▶ _GOAL_
Extract every line below that contains the word "brick", and copy each such line in full.

▶ _RECORD EXTRACTS_
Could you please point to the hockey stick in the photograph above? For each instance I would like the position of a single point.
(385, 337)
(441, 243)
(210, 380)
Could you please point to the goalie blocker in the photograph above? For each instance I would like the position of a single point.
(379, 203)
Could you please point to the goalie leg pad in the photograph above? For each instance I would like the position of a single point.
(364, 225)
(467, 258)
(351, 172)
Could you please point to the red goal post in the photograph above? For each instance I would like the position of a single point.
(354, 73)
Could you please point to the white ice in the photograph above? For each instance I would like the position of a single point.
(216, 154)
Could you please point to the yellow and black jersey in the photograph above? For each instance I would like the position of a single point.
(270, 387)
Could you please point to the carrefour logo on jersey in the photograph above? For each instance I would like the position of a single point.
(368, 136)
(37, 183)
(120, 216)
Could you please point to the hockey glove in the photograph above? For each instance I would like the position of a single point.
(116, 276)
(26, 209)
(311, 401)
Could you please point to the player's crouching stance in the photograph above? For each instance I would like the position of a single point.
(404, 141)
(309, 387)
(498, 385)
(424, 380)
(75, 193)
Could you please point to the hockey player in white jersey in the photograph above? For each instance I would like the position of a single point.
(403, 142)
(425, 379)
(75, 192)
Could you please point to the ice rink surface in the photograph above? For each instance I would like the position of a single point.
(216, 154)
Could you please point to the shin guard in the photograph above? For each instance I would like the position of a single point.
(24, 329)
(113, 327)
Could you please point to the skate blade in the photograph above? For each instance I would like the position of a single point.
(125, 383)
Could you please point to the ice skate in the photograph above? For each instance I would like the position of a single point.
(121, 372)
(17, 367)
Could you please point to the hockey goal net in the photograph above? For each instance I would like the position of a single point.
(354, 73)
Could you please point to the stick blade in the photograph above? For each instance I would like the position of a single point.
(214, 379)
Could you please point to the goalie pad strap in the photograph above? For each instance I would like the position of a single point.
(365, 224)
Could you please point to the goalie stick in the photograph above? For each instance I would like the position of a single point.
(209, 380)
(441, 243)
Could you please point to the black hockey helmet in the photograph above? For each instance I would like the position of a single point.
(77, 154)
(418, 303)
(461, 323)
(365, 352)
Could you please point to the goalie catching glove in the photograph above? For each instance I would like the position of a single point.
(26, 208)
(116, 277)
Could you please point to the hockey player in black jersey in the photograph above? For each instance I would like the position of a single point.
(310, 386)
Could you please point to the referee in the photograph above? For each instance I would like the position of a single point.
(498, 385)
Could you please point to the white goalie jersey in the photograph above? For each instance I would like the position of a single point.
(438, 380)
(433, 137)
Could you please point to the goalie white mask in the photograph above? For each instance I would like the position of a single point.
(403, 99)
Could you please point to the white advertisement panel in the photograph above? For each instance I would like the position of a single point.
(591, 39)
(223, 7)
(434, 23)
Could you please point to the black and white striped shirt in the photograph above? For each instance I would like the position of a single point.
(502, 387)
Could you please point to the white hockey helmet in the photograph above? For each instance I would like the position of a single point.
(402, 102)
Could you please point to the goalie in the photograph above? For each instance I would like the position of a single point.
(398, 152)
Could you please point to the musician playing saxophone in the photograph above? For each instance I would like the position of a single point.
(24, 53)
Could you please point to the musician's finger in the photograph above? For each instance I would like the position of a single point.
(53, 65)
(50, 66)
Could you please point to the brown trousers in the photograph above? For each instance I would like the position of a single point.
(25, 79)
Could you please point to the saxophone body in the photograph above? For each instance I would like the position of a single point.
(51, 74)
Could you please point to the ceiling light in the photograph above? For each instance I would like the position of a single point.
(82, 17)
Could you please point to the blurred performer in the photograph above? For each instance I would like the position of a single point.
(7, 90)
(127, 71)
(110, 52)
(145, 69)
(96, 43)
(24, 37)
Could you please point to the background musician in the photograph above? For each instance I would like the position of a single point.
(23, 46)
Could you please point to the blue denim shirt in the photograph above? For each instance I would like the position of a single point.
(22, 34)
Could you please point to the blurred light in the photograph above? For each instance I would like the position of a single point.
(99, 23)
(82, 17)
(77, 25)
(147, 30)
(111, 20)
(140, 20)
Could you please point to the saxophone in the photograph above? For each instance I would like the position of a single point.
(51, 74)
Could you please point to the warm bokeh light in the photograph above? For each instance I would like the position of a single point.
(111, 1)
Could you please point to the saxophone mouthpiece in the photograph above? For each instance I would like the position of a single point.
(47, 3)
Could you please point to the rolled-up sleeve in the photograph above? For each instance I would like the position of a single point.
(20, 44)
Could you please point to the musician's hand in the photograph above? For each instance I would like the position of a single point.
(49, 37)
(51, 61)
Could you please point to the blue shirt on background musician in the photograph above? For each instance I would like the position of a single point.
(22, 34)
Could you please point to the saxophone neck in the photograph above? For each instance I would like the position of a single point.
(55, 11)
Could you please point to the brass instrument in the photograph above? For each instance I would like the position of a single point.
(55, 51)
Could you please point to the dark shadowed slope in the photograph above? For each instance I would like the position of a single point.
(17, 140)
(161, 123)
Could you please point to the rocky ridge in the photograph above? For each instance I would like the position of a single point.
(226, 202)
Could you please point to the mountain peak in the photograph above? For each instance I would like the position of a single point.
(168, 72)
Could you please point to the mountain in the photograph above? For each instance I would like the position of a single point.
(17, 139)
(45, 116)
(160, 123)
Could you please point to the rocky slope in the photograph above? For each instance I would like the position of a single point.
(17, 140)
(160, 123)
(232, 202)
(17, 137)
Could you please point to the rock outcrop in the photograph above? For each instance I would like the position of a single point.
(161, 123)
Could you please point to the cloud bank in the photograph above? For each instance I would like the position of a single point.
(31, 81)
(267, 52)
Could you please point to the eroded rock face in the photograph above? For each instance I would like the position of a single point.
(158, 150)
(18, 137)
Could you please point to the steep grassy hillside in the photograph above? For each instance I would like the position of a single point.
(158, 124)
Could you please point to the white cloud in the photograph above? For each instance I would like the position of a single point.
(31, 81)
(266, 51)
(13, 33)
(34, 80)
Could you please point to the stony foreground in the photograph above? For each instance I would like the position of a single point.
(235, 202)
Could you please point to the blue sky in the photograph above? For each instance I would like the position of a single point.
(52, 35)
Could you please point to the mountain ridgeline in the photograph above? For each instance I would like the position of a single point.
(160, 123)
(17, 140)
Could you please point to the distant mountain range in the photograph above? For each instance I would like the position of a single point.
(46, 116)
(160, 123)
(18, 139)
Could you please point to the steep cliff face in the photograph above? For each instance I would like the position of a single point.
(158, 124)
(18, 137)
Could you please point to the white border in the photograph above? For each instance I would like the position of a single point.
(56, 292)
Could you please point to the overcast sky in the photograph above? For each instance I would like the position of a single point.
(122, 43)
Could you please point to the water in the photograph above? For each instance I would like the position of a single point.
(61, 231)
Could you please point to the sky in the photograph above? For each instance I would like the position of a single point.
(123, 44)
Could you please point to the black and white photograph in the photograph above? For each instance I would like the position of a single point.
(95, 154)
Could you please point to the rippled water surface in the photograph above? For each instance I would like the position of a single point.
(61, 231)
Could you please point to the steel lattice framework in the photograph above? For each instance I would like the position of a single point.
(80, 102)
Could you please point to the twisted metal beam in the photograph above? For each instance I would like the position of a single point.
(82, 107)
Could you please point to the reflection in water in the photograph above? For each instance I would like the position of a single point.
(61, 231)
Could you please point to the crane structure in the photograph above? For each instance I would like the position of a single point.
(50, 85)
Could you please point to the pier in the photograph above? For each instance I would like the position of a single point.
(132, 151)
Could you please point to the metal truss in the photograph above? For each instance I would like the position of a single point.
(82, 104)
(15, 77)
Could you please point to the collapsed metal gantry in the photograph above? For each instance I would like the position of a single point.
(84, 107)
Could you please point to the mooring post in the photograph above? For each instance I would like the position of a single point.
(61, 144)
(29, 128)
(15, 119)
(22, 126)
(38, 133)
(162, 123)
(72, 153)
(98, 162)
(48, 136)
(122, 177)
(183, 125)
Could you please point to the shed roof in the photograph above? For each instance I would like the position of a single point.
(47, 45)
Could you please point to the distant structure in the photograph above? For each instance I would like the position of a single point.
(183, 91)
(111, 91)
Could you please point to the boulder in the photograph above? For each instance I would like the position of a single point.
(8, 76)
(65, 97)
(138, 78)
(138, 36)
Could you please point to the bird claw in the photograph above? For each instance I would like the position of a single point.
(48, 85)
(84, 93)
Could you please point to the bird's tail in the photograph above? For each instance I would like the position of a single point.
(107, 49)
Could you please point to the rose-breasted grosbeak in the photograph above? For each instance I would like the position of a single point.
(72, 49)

---

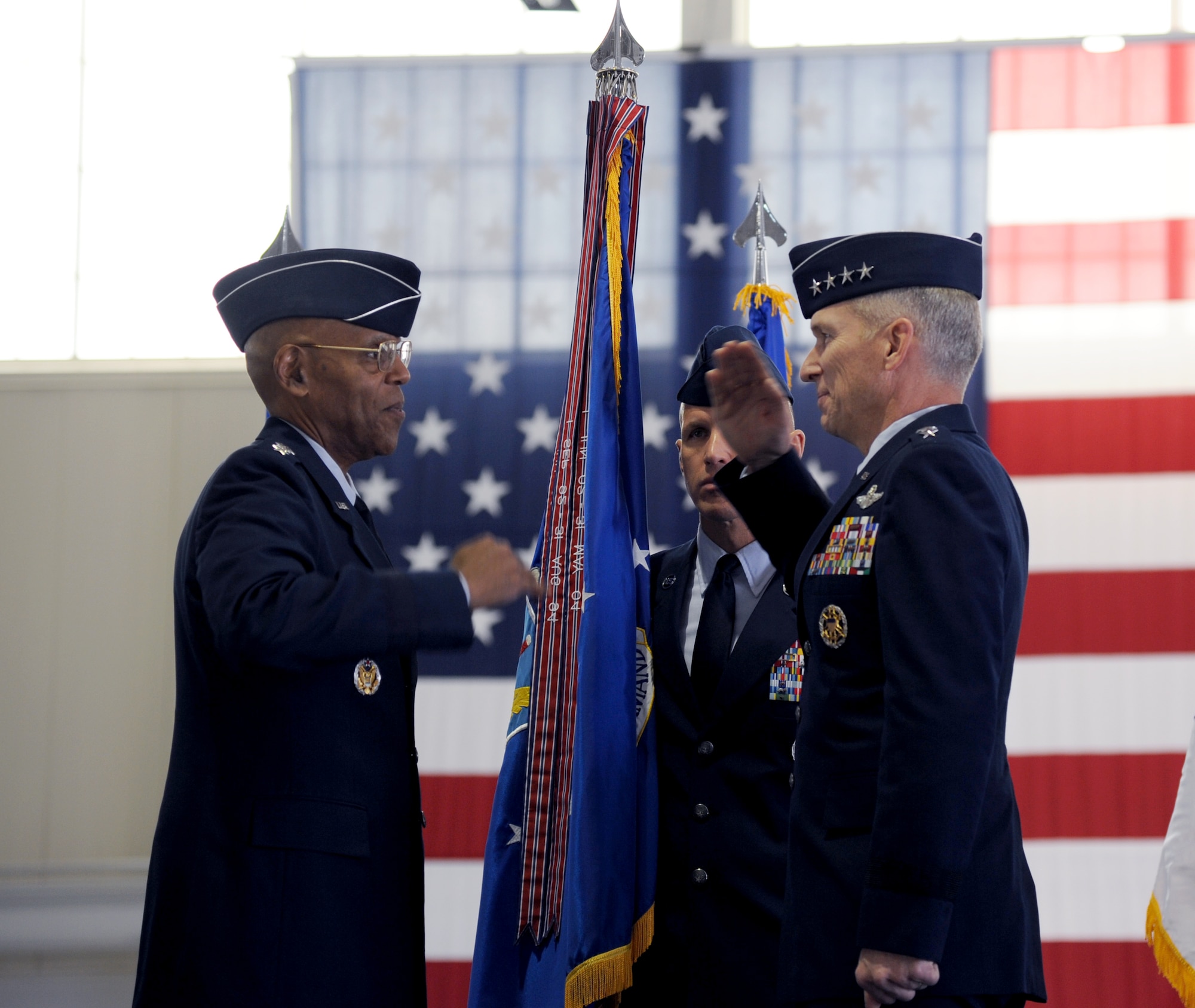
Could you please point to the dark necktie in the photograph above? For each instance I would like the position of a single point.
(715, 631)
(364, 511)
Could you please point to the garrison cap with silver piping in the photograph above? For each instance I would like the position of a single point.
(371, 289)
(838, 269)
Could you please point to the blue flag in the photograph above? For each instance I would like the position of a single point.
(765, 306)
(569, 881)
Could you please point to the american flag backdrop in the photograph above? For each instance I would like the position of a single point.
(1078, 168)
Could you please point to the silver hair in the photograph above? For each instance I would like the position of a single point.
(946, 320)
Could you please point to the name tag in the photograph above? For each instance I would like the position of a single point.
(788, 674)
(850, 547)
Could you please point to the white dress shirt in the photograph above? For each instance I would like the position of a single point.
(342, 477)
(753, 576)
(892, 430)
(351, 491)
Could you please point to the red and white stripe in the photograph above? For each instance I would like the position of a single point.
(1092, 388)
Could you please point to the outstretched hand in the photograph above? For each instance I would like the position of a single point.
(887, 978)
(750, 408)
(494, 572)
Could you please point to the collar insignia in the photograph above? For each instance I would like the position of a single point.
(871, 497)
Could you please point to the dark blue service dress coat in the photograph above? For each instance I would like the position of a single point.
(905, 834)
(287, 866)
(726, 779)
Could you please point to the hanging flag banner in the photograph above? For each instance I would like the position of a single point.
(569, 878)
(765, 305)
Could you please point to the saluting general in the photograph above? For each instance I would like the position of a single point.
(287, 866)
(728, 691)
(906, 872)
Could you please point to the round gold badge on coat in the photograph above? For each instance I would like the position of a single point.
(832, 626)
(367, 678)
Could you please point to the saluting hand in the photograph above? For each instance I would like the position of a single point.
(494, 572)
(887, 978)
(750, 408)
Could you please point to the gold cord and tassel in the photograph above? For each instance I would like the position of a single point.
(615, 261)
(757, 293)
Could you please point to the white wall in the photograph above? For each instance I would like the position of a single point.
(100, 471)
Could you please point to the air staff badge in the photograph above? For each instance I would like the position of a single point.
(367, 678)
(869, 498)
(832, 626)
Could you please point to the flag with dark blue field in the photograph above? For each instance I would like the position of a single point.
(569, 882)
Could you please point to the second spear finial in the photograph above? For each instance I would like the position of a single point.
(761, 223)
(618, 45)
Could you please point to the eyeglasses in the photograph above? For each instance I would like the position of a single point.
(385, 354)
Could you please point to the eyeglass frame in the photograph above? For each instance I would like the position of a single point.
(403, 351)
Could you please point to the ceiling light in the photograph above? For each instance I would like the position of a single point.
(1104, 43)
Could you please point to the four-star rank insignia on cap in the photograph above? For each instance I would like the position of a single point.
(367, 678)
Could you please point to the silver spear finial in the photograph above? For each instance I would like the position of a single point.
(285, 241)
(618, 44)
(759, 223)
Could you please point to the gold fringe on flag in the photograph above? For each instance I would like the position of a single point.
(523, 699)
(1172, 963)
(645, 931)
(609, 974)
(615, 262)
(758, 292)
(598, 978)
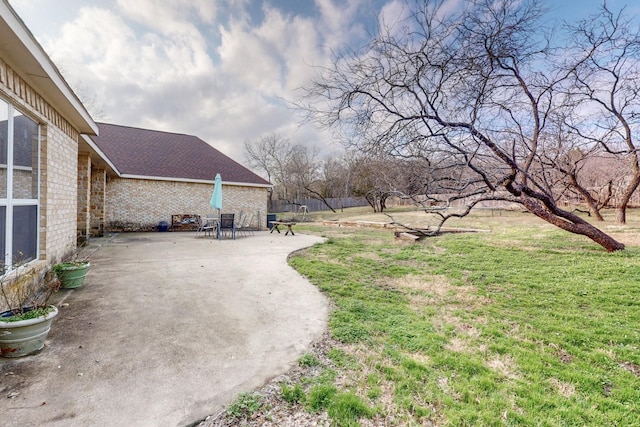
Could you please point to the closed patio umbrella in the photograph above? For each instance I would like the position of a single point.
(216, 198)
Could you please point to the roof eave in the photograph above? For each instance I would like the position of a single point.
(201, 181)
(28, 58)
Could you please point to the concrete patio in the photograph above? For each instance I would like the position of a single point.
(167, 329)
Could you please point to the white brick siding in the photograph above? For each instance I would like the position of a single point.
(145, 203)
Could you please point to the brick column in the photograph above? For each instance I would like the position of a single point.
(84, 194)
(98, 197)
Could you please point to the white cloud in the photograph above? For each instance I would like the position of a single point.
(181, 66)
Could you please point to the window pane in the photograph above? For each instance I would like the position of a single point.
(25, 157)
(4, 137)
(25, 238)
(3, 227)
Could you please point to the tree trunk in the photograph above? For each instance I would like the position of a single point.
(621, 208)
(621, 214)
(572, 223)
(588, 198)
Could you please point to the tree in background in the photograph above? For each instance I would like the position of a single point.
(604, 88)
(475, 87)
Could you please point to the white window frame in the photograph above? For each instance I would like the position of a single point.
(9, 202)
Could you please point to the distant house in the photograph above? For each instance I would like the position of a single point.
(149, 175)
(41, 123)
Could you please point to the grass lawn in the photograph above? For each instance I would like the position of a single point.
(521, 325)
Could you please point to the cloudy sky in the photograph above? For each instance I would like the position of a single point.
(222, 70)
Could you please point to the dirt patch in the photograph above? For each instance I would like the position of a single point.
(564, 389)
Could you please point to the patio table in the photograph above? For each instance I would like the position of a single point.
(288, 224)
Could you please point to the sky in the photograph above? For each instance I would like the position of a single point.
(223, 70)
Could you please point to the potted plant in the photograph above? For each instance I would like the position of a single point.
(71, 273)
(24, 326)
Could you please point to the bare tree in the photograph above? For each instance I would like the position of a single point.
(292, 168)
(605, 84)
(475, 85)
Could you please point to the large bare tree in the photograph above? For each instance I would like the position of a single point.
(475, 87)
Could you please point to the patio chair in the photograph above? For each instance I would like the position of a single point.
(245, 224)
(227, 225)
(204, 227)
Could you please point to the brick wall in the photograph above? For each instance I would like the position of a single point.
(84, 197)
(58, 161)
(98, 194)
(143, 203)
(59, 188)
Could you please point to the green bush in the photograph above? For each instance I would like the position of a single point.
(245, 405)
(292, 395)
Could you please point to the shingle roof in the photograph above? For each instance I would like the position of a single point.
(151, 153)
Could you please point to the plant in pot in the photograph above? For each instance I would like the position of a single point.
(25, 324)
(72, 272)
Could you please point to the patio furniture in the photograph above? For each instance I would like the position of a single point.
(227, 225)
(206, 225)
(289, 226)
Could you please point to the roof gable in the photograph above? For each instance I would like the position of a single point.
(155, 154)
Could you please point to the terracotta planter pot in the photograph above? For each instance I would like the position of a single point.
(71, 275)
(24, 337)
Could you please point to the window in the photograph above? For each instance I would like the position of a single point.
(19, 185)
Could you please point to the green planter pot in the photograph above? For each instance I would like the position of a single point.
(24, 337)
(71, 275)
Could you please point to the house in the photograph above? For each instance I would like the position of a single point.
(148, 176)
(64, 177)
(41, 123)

▶ _FINAL RESULT_
Could you please point to the white brick siding in the photograph above? For each instance I would like the position of a single point.
Could you please point to the brick column in the photograph above? For each instance I would like the position of a single point.
Could you please point to the brick wall in the photograph above? For each instance I would like the position of a single point.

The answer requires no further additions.